_Task A_: Rewrite the passage of the underwear blog post from "I completely agree!" up to and including "Reluctant Athlete said...", replacing "Publix" with "Kroger".
_Task B_: In the underwear blog post, what did the woman ahead in the checkout line use to cover up her underwear?

_Document section_:
--------

Friday, January 8, 2010

I'm Okay If You Know I Wear Underwear

I was just at Wal-Mart standing patiently in the checkout line reading about the crazy marriage of Charlie Sheen and Brooke Mueller. I had chosen this particular check-out kid because he looked young, sprightly, and energetic and I figured I would be out of there in no time. I hadn't counted on the man two people in front of me shaking every carton of cigarettes against his ear before finally deciding to buy skoal. So I was getting a little ancy.

So the lady in front of me started piling her stuff on the checkout thingy, and she has miscellaneous Wal-Martish items, like tape and cat litter and dish towels. And then she stacks up some underwear, and rushes to cover it up with a magazine. She tries to be all casual like, "la di da...here I am at Wal-Mart...buying a bunch of crap...BUT NOT UNDERWEAR! Oh no, not me! No underwear here!"

And it made me wonder, why are people so embarrassed to buy underwear? Like it is some dark, shameful secret that we wear it. I mean, frankly speaking, I would be more judgmental if you never bought underwear. I would be piling my underwear up and making sure people knew that I regularly bought new underwear. I am not ashamed at all.

It made me wonder what I try to hide in my shopping cart. I always feel a little sheepish when I show up with a bunch of wine, like I wonder if they think I am going to drink it all. But underwear...I'll just be completely honest with you - I buy underwear, and I am not ashamed.

And I am totally cool with you knowing that.

3 comments:

Lesley said...

I completely agree! I'm not ashamed of buying the underwear, just of being in the Walmart to make a purchase! :)

Michael said...

I buy my underwear online.
I remember many, many years ago when I was about 27 and a friend and I (we were officers then) were in line at Publix buying a case of beer and the person behind was a judge we regularly appeared before in court-he looked at us so funny!

The (not so) Reluctant Athlete said...

I remember being at a store buying bubble bath and whipped cream, for two different purposes, and the cashier (a college-aged boy) saying WOO WEE BIG NIGHT FOR YOU!

--------

_Recorded data_:
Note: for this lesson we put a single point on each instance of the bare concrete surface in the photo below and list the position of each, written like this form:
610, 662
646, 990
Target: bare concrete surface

--------

_Written reply A_:
I completely agree! I'm not ashamed of buying the underwear, just of being in the Walmart to make a purchase! :)

Michael said...

I buy my underwear online.
I remember many, many years ago when I was about 27 and a friend and I (we were officers then) were in line at Kroger buying a case of beer and the person behind was a judge we regularly appeared before in court-he looked at us so funny!

The (not so) Reluctant Athlete said...

_Written reply B_: A magazine.